[Quoted passage Boundary: Start]

The programs were designed to spark lively conversations among the public and genomics leaders, scientists, scholars, and the arts community about relevant and timely subjects in the genomics field. Programming was made possible thanks to generous grants and gifts made through the Foundation for the National Institutes of Health.
Genome: Unlocking Life's Code Exhibition Closing Symposium: Genomics and Global Health: What does the future hold?
The symposium, in partnership with NHGRI, the National Museum of Natural History, and the Foundation for the National Institutes of Health focused on how genomics can prevent, diagnose, treat, and cure diseases for individuals, their families, and global populations; and what the next decade holds in terms of genomic advances.
A Spectrum of Perspectives: Native Peoples and Genetic Research
This symposium was co-hosted by the National Congress of American Indians, the National Human Genome Research Institute and the National Museum of the American Indian as part of the Genome: Unlocking Life's Code exhibit at the Smithsonian's National Museum of Natural History. It demonstrated the range of perspectives in Native communities on genomics and highlight key topics for ongoing community conversation.
Q?rius Presentation: What Exactly is the Human Genome?
A decade ago, scientists announced that they had completed the Human Genome Project. But, what exactly is a genome and how is it important to your health? Dr. Francis Collins, Director of the National Institutes of Health, and Dr. Eric Green, Director of the National Human Genome Research Institute, explored the science of genomics and turning our discoveries into health.
Finding our Inner Neanderthal: Evolutionary Geneticist Svante Pääbo's DNA Quest
Can the DNA of extinct humans provide a clue to our origins? Noted researcher Svante Pääbo discussed a groundbreaking investigation that led to new genetic and geographic connections between Homo sapiens and our ancient ancestors.
Q?rius Presentation: The Dog Genome: Shedding Light on Human Disease
Dogs have been called a person's best friend, but they also can tell us a lot about human disease. Dr. Elaine Ostrander discussed how her lab at the National Human Genome Research Institute studies the genes of canines (dogs) in order to better understand human diseases, such as cancer.
Q?rius Presentation: Know Your Family History - Improve Your Health
A demonstration of how your ancestry, family culture, and lifestyle choices can influence your future health. Learn how to use one of the most powerful genetic tools, your family health history, to identify specific ways to stay healthy. Let us dispel common myths about genetics and inheritance, and learn how to recognize what information matters. Leave knowing how to get the information, services, and resource tools you need to assess your risks and take charge of your health.
Is Genetic Information Different?
New and often-complex ethical and medical questions have emerged as genetic testing becomes more widespread. Two debaters with extensive experience in genetics and genomics - Robert C. Green and Susan M. Wolf - addressed the issues in a lively event in which the audience plays a key role. NHGRI Director Eric Green moderated.

[Quoted passage Boundary: End]
[Data for review Boundary: Start]

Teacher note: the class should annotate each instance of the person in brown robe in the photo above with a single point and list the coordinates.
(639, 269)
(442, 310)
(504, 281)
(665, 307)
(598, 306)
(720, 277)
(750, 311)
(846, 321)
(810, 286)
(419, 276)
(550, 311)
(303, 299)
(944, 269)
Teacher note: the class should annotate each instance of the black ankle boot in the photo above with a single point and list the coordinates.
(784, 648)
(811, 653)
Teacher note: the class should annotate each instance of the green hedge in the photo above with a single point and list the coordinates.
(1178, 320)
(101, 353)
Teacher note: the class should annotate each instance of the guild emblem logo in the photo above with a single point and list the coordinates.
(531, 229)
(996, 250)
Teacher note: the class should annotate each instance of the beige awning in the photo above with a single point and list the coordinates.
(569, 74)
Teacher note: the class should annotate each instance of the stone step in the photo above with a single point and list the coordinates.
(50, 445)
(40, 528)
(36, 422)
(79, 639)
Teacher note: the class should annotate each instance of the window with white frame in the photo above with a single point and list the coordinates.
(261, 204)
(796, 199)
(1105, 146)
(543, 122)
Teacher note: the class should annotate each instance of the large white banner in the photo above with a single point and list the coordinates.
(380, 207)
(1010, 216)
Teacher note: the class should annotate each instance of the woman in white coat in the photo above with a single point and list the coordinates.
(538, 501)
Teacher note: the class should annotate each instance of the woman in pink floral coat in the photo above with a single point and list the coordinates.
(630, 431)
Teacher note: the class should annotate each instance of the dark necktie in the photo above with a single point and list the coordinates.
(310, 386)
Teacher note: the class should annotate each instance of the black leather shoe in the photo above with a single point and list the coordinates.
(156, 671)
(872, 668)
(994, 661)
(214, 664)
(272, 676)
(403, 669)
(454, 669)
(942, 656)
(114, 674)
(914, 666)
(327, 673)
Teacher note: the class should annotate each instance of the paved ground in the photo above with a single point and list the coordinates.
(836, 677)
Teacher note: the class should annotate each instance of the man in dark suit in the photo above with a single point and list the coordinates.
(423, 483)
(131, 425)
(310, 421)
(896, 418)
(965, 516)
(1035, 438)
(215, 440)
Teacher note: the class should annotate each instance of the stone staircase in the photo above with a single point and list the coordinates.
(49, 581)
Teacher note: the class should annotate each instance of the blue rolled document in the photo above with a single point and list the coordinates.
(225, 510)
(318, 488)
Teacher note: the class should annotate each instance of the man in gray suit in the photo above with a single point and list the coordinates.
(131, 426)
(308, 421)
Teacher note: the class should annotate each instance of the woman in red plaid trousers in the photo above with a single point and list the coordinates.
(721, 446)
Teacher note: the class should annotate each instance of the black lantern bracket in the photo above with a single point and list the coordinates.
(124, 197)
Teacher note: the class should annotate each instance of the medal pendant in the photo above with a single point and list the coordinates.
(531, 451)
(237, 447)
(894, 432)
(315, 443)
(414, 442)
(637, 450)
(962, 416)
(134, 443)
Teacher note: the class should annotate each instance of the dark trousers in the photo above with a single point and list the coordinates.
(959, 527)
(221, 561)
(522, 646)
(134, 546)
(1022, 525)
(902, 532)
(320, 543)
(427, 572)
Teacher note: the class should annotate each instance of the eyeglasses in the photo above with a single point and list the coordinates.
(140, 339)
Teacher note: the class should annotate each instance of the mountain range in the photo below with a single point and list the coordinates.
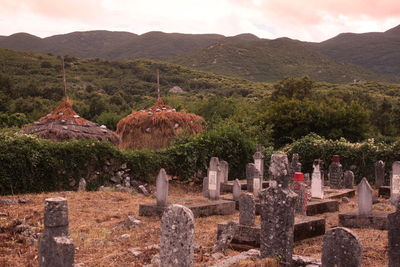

[Data for review Boundary: End]

■ Using the information:
a - In the passage on the genomics programs, who moderated the debate titled "Is Genetic Information Different?"
b - Repeat everything in the passage on the genomics programs from "Q?rius Presentation: What" down to "discoveries into health.".
The records were drawn from a separate source.

■ List of answers:
a - NHGRI Director Eric Green

b -
Q?rius Presentation: What Exactly is the Human Genome?
A decade ago, scientists announced that they had completed the Human Genome Project. But, what exactly is a genome and how is it important to your health? Dr. Francis Collins, Director of the National Institutes of Health, and Dr. Eric Green, Director of the National Human Genome Research Institute, explored the science of genomics and turning our discoveries into health.